# YOUR OBJECTIVE
Render the dataset records below as a numbered list, omitting blank lines. Leave the pictures out of your answer.

Dataset records
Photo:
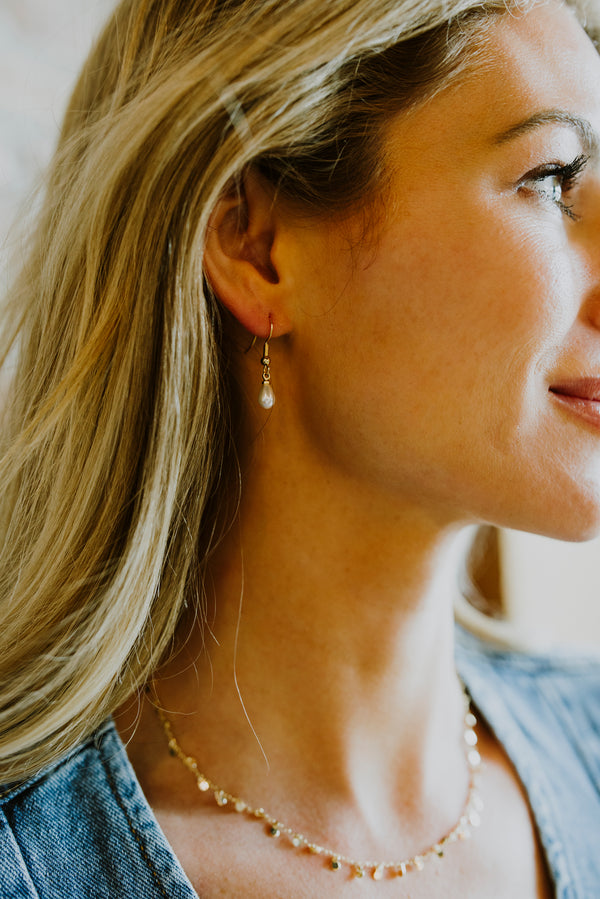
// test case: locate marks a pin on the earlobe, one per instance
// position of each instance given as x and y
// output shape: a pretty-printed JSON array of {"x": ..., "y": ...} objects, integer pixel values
[{"x": 238, "y": 257}]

# SOLUTION BELOW
1. Photo:
2. // test case: locate marks a pin on the earlobe, one per instance
3. // position of each instance given as x and y
4. // output shape: a pretty-printed JSON array of {"x": ..., "y": ...} objects, integer pixel values
5. [{"x": 238, "y": 257}]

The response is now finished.